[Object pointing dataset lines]
********************
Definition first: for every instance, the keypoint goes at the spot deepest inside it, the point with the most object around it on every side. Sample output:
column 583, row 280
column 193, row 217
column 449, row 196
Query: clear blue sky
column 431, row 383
********************
** Exercise description **
Copy the lines above word for word, keeping every one of them in its original order.

** Task answer **
Definition first: for every instance, the keypoint goes at the spot deepest inside it, the point with the most object around it on every side. Sample output:
column 583, row 280
column 193, row 217
column 449, row 196
Query: clear blue sky
column 431, row 383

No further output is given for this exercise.